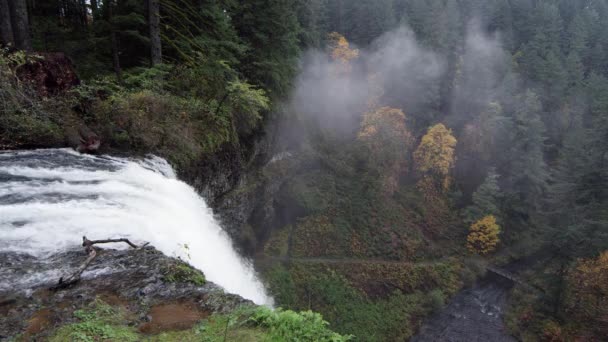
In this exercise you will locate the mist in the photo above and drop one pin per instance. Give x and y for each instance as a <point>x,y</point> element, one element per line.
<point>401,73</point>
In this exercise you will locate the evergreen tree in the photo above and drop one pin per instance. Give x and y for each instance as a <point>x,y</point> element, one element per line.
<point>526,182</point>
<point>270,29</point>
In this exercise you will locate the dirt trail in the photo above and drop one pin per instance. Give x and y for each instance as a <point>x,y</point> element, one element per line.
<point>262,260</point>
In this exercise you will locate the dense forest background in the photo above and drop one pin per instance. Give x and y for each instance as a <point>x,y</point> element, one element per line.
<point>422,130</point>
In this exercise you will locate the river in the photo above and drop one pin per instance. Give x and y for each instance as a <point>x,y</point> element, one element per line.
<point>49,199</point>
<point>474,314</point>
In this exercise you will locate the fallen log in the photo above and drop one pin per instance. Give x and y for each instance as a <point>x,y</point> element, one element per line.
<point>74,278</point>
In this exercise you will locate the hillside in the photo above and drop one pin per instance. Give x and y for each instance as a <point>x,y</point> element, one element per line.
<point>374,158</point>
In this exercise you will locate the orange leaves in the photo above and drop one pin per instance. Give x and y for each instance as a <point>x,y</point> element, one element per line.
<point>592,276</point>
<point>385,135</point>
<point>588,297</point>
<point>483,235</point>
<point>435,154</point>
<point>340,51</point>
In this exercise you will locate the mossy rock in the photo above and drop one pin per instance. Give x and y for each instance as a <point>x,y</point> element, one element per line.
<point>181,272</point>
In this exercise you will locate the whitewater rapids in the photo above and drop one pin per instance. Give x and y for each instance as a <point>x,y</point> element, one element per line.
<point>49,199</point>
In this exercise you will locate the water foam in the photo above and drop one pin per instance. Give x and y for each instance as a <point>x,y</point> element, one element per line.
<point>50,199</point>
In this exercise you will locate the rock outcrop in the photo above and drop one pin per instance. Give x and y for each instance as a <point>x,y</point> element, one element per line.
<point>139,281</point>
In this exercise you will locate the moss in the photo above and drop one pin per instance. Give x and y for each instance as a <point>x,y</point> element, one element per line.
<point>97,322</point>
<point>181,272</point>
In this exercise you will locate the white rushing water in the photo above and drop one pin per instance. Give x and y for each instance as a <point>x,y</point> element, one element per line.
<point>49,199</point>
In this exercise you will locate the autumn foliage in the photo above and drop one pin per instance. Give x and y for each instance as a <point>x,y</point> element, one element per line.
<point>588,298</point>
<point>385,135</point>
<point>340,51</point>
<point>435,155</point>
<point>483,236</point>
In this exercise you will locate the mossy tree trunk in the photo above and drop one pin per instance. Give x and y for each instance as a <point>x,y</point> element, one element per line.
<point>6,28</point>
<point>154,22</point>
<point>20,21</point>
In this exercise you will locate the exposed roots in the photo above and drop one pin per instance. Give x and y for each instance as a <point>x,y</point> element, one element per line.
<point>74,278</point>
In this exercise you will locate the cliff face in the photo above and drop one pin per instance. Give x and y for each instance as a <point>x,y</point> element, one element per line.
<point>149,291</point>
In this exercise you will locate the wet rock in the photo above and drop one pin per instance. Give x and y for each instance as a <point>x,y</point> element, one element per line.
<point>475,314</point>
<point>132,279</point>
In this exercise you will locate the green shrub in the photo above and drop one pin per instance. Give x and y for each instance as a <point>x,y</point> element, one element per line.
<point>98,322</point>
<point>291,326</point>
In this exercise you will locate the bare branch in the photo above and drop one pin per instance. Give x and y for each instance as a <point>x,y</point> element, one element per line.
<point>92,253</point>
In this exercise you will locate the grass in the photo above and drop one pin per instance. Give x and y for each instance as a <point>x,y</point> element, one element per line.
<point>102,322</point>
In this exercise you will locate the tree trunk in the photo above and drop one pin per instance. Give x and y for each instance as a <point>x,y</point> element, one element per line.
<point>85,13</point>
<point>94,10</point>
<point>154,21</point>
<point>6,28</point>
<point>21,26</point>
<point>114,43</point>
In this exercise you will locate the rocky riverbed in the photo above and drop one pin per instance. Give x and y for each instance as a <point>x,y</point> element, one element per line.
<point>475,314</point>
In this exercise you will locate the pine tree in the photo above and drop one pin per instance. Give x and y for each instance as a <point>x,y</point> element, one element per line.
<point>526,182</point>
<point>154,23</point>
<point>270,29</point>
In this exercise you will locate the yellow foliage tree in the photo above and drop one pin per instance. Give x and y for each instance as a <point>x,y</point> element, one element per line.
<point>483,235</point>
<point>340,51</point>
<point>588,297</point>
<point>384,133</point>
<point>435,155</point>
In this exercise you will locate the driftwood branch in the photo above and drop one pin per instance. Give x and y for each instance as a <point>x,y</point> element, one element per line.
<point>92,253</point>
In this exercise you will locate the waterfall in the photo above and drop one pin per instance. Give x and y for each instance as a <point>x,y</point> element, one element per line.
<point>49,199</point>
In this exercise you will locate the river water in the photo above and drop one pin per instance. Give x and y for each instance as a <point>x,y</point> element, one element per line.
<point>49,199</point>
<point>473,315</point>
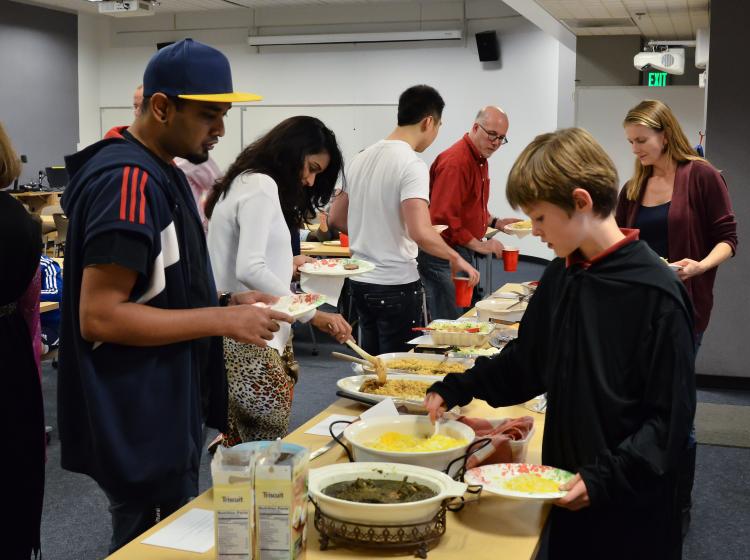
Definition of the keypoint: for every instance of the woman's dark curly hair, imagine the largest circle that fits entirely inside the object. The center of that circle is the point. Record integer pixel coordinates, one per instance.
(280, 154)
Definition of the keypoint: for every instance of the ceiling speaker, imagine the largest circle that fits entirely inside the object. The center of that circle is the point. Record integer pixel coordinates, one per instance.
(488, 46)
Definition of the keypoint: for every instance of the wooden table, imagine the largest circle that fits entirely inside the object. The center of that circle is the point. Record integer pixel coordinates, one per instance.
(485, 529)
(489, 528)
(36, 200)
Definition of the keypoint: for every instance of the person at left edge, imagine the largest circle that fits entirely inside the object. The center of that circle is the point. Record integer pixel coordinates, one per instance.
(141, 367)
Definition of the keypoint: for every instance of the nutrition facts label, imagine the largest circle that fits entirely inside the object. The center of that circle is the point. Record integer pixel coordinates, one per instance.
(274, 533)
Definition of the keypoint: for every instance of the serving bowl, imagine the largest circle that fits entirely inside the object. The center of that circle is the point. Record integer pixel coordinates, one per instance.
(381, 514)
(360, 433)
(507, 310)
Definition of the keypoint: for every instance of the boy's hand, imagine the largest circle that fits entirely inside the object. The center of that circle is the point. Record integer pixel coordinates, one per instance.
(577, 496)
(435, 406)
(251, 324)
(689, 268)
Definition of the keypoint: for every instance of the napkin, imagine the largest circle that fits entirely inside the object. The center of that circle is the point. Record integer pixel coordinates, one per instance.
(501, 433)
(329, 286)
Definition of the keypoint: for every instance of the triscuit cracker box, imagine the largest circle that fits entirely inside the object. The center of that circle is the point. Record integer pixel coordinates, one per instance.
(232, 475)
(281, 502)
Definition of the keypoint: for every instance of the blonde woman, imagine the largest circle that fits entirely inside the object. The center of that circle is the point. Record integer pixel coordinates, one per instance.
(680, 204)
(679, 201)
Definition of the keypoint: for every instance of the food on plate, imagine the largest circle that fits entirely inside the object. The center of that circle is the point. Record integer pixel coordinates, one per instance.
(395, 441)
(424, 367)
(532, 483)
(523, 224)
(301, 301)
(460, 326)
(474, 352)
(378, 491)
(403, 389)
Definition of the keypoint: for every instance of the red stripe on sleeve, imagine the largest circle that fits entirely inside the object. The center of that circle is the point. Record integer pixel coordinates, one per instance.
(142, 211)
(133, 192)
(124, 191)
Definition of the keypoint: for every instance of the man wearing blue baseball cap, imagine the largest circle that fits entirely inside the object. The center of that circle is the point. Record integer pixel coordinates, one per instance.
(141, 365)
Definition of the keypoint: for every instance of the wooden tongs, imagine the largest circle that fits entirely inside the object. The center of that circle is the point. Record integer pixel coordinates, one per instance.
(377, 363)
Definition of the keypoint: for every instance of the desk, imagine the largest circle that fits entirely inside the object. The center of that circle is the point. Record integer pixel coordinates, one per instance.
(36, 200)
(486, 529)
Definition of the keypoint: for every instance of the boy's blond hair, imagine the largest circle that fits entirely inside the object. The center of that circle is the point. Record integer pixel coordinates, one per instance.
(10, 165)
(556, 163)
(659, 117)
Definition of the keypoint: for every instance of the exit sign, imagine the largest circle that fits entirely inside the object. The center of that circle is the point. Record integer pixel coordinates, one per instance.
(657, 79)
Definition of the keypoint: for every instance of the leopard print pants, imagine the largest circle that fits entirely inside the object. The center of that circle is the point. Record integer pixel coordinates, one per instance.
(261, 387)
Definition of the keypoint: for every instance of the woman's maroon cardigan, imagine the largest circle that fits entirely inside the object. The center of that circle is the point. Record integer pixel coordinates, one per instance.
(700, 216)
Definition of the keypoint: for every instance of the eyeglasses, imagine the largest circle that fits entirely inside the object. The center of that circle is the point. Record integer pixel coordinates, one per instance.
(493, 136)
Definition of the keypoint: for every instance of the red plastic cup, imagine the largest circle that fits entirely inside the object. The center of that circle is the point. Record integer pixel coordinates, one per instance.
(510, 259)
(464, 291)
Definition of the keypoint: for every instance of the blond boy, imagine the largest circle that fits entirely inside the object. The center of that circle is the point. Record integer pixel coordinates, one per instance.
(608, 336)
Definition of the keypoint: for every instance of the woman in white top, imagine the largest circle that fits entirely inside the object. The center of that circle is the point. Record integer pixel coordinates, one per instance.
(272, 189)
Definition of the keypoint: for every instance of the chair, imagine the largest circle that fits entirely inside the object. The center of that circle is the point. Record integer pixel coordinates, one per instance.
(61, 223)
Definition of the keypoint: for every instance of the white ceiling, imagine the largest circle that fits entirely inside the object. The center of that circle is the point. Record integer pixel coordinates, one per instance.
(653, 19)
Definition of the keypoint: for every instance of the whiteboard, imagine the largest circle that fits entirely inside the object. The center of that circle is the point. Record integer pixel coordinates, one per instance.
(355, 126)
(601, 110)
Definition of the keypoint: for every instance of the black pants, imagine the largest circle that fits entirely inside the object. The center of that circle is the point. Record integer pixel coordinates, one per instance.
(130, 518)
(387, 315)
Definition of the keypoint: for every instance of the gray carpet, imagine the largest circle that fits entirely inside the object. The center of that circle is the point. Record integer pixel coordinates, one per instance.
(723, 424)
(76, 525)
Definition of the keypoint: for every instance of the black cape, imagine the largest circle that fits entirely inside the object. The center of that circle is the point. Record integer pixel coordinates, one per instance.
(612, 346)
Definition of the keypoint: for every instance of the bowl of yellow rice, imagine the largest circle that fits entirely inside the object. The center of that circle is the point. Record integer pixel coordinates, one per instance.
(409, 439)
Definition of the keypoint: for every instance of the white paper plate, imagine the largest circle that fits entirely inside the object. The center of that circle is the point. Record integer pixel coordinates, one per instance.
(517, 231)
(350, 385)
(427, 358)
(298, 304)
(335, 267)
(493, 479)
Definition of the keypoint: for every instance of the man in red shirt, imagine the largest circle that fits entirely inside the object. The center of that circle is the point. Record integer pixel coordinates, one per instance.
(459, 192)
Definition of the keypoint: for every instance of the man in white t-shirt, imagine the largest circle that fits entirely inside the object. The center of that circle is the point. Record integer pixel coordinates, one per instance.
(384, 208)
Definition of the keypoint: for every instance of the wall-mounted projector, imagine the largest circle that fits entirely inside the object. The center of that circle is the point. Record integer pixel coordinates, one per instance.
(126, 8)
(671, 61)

What the exercise asks:
From the line containing "red shirt, imagine" down to the final line of the records above, copy everything exactly and include nothing else.

Response box:
Definition of the keypoint: for every instance of the man in red shirt, imagine the largest circle that fits entirely inside the object. The center of that circle is the point. Record integer pixel coordinates, one per instance.
(459, 192)
Definition of the keypoint: for every instance of the man in white t-shirt, imagine the largest circle that fits entirely inside the object. The center of that circle is the point. Record integer pixel coordinates, one per instance.
(384, 208)
Definition of the keypoint: for every instance of the wall-mounted projector, imagine the largest circle that fits entirely inside the object. The center of that circle is the point. Record integer pixel coordinates, one per instance.
(126, 8)
(671, 61)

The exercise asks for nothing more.